PROVIDED MATERIAL
** Start **

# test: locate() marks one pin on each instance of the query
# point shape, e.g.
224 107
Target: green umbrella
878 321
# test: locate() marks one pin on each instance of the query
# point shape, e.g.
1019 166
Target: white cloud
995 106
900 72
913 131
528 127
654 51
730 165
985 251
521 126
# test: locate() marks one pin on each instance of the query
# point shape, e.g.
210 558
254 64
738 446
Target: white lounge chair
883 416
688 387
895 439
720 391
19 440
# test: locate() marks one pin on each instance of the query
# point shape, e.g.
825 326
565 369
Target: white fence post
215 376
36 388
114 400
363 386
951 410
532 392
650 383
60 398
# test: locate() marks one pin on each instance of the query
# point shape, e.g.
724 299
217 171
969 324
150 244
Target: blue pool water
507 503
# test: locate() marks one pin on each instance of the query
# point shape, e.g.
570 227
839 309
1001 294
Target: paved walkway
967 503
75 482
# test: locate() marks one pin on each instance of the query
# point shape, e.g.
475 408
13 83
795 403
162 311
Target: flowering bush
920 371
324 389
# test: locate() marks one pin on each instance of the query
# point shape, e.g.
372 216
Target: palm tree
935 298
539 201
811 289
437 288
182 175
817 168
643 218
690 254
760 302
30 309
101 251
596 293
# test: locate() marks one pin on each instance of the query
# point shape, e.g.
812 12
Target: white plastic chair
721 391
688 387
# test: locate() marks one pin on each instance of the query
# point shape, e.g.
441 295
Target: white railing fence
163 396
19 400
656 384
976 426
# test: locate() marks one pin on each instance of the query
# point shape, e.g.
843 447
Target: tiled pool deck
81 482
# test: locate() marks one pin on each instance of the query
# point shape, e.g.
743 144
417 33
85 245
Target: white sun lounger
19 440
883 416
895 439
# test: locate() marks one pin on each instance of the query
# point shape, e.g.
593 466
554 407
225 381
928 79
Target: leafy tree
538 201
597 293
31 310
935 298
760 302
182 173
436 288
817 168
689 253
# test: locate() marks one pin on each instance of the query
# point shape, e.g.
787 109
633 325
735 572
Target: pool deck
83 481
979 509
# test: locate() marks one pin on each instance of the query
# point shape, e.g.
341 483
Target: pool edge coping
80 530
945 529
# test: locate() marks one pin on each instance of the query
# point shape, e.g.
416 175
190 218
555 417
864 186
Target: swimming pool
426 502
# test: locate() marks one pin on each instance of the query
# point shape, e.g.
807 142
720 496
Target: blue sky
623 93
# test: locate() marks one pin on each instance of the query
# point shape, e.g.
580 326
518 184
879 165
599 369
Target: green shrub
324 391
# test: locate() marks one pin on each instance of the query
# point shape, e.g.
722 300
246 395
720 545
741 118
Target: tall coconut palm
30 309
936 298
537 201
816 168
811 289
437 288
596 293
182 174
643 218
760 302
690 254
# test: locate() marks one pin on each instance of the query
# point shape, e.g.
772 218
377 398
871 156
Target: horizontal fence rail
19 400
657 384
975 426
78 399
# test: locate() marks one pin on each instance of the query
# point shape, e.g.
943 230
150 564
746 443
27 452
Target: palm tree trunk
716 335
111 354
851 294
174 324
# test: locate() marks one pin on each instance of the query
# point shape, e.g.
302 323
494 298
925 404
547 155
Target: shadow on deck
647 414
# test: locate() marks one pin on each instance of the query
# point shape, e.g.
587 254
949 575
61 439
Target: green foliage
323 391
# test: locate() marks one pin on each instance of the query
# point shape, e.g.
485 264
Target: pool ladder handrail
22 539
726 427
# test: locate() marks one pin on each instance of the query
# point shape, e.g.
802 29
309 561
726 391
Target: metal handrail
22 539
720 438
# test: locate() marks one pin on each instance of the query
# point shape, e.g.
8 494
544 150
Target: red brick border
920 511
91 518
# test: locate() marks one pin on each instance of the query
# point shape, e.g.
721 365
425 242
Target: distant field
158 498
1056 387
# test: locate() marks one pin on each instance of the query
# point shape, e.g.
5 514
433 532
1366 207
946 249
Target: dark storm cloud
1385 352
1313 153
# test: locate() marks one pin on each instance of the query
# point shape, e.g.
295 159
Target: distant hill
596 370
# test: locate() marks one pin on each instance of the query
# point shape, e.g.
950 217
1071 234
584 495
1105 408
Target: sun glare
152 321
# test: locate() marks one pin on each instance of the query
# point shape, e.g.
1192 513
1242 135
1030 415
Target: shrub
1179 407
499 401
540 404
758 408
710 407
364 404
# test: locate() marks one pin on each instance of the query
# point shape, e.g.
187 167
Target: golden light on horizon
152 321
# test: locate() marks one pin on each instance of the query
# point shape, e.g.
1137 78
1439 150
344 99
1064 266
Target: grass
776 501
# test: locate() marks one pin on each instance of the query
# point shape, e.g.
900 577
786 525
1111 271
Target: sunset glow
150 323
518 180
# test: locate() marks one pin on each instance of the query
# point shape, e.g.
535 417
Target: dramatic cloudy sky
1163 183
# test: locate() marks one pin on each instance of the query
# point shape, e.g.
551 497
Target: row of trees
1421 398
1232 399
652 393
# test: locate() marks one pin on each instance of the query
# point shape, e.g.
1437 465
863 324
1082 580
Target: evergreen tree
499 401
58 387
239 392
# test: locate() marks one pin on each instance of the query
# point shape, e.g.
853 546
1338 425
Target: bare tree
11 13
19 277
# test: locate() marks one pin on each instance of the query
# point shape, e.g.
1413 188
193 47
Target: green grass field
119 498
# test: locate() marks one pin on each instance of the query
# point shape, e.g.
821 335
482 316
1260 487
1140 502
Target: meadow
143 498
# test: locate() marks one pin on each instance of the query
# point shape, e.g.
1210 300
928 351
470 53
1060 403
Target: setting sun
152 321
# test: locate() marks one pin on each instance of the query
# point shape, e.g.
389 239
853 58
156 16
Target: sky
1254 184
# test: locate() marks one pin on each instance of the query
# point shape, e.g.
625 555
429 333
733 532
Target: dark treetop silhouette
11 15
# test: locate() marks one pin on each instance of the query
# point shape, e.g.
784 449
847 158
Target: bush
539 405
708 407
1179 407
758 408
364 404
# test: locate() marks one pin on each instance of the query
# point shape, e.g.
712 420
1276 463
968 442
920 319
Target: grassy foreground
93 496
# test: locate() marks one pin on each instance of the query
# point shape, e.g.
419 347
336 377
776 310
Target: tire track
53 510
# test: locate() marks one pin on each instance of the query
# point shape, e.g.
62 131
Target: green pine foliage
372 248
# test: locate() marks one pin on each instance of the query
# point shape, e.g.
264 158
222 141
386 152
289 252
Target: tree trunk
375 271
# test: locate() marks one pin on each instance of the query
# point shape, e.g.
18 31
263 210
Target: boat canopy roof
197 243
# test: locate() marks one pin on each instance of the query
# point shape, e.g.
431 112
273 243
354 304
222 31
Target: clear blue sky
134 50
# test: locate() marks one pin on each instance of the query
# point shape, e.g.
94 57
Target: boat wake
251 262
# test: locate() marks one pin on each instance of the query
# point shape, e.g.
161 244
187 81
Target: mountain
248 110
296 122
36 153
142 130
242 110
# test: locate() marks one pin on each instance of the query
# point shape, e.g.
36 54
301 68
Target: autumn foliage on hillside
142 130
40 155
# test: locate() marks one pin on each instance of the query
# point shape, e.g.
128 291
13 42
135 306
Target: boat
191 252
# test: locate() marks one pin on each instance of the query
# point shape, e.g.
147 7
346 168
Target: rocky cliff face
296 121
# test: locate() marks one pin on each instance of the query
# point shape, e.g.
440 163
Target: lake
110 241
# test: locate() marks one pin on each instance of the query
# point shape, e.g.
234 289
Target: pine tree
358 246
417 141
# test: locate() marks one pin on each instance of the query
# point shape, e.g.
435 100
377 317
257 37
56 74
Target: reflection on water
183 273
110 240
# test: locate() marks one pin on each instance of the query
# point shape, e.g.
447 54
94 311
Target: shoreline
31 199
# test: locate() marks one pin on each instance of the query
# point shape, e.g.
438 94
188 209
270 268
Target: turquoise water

** End **

DIRECTIONS
Gather every line of the material above that contains the word "pine", and reproduce each of those lines in full.

COMPLETE ANSWER
Target: green pine foliage
Target: pine tree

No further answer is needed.